__DOCUMENT EXTRACT__.
Common Shrews Shrink Their Brains to Survive Winter, Study Reveals
A fascinating new study has uncovered the incredible ability of the common shrew (Sorex araneus) to shrink its brain by 30 percent in preparation for winter, allowing it to conserve vital energy during the colder months. The research, which delves into the evolutionary origins of this unique adaptation, may hold promising implications for understanding and potentially treating human brain degeneration.
The phenomenon, known as Dehnel’s phenomenon after Polish zoologist August Dehnel who first documented it, is not exclusive to shrews. Other mammals such as European moles, common weasels, and stoats also exhibit brain size reduction as a response to seasonal energy shortages.
Leading the investigation, ecologist William Thomas from Stony Brook University spearheaded a comprehensive study mapping the entire genome of the common shrew. By comparing it to other species that display Dehnel’s phenomenon, the researchers identified key genetic markers that may play a role in enabling this extraordinary adaptation.
The study revealed that genes associated with brain cell creation were highly active in species that undergo brain size reduction. Specifically, the common shrew showed increased expression of VEGFA, a gene linked to blood-brain barrier permeability, DNA repair, and longevity.
Furthermore, genes related to water regulation were found to play a crucial role in the reversible brain volume reduction observed in shrews, indicating that the shrinkage is primarily due to water loss rather than cell death.
The researchers highlighted the intricate mechanism that allows common shrews to regulate brain shrinkage without experiencing the negative effects typically associated with neurodegeneration. This discovery opens up possibilities for identifying potential biomarkers and therapeutic targets for neurodegenerative diseases, although caution is advised when extrapolating findings to human biology.
Published in Molecular Biology and Evolution, this groundbreaking research sheds light on the remarkable adaptations of these tiny creatures and how they could inspire new avenues of research in the field of brain function and regeneration.

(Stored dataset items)
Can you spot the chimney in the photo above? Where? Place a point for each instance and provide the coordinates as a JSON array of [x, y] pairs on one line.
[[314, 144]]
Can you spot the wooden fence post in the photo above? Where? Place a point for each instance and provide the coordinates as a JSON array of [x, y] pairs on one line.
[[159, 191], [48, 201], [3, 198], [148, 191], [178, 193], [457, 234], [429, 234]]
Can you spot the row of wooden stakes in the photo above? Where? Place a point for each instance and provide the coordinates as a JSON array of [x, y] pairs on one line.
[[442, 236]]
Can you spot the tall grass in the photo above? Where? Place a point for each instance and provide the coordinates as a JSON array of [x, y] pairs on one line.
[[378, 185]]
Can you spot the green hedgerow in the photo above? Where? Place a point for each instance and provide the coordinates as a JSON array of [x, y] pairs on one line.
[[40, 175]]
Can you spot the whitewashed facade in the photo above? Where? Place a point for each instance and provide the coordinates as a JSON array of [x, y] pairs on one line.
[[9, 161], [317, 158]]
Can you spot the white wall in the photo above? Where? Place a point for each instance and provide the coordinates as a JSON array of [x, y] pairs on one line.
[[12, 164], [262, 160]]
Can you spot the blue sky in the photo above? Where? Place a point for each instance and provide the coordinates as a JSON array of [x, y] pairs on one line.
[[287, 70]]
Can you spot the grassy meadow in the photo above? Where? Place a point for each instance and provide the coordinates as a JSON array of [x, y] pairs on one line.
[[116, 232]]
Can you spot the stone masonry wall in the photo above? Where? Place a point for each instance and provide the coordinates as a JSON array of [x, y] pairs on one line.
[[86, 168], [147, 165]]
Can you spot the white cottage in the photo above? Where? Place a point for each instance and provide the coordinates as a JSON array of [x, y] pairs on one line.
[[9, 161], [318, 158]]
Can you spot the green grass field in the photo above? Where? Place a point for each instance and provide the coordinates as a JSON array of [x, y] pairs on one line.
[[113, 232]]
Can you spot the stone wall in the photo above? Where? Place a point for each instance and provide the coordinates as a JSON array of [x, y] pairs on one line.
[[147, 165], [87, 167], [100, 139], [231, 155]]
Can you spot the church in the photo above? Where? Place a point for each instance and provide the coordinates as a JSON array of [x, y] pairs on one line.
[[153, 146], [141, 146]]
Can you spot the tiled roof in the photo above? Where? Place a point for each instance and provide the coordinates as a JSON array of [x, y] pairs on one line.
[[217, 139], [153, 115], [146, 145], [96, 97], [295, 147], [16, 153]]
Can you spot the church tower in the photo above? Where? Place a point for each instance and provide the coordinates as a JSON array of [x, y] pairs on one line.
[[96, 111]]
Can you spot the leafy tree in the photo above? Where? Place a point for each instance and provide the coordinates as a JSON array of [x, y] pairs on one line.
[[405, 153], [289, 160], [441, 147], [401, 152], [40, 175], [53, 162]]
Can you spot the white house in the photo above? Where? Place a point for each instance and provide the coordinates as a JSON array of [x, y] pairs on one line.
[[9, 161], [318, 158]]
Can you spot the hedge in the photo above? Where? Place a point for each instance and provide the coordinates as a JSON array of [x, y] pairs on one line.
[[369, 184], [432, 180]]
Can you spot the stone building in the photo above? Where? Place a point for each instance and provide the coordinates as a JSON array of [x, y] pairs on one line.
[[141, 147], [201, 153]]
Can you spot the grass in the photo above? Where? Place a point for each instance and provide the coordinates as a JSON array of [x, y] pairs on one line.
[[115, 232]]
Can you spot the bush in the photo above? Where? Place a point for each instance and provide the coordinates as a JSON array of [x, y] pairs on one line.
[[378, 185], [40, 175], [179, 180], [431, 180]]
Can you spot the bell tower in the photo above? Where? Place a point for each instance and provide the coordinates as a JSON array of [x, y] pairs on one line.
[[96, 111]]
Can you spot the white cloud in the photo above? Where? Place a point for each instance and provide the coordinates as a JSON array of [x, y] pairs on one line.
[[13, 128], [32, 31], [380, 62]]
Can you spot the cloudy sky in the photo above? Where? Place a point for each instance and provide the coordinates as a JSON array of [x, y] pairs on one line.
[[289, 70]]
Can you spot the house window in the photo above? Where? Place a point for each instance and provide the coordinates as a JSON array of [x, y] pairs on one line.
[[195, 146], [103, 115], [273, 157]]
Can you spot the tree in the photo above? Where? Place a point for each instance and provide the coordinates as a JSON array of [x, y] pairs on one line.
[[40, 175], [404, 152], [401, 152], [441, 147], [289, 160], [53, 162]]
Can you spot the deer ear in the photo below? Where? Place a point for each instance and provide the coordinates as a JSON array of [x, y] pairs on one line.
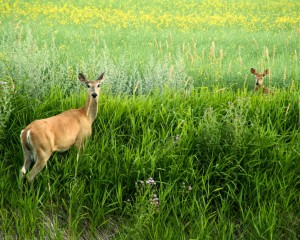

__APPLY WHAT YOU READ__.
A – Reproduce the passage of the shrew article starting at "Leading the investigation, ecologist" and ending at "repair, and longevity.".
B – Which mammals besides the common shrew does the shrew article name as also showing brain size reduction?

__RESPONSES__.
A –
Leading the investigation, ecologist William Thomas from Stony Brook University spearheaded a comprehensive study mapping the entire genome of the common shrew. By comparing it to other species that display Dehnel’s phenomenon, the researchers identified key genetic markers that may play a role in enabling this extraordinary adaptation.
The study revealed that genes associated with brain cell creation were highly active in species that undergo brain size reduction. Specifically, the common shrew showed increased expression of VEGFA, a gene linked to blood-brain barrier permeability, DNA repair, and longevity.

B – European moles, common weasels, stoats